Print every entry exactly as written.

— start —

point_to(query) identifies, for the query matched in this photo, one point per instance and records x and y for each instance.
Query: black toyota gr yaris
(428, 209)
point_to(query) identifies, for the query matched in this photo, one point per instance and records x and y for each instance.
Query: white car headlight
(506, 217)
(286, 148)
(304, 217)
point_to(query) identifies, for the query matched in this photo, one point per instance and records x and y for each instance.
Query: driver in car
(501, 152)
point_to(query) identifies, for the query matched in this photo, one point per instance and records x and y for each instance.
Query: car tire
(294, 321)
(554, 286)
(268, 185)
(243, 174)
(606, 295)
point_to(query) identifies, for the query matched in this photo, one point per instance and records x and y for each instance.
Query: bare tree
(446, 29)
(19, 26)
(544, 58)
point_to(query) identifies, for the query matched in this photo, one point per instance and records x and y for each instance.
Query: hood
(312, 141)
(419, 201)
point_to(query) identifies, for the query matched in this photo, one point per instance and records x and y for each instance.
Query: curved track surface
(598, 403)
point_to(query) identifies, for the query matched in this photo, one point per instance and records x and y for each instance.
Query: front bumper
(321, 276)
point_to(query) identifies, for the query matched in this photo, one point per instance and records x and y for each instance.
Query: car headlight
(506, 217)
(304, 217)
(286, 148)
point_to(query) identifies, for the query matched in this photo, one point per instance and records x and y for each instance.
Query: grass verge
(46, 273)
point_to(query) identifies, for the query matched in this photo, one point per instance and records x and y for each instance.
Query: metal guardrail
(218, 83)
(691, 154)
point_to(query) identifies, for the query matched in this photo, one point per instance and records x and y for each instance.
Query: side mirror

— end —

◆ SOLUTION FOR THIS PROBLEM ◆
point_to(query) identifies, for the query matched in this photo, one point per instance and records x and y for each instance.
Query: black toyota gr yaris
(428, 209)
point_to(query) identifies, for the query matched in this photo, one point per instance and records x and y for each instance.
Query: white car headlight
(506, 217)
(286, 148)
(304, 217)
point_to(query) identifies, for the query matched in this photo, one point per instance and records x and y for each instance.
Query: driver in car
(501, 152)
point_to(query) identifies, for the query matched in this photo, one point per instance and records x and y for each instance.
Query: car tire
(294, 321)
(554, 286)
(268, 185)
(243, 174)
(606, 295)
point_to(query) identifies, for the query matched in this photo, one point per instance and records x and y for each instance.
Query: bare tree
(446, 29)
(19, 26)
(544, 58)
point_to(query) identifies, for the query matched in this photo, one point per instance and records x and y for each instance.
Query: hood
(312, 141)
(419, 201)
point_to(query) identifies, for the query matched in this photo, one point per instance and records x and y for each instance.
Query: curved track surface
(598, 403)
point_to(query) identifies, for the query matched in this photo, one point per instance and records x and y for each instance.
Query: front bumper
(321, 276)
point_to(query) identifies, for the query matched in this photo, one point per instance and records x and y for each instance.
Query: car headlight
(506, 217)
(304, 217)
(286, 148)
point_to(query) identifies, for the query matched in this photo, one point per instance and records x and y for each instance.
Query: grass verge
(46, 273)
point_to(query) identifies, for the query matched in this photo, one point per instance and records x and y for each instance.
Query: metal guardrail
(218, 83)
(691, 154)
point_to(query) identifies, for the query matched in this photo, one point per instance and records x and y for each instance.
Query: side mirror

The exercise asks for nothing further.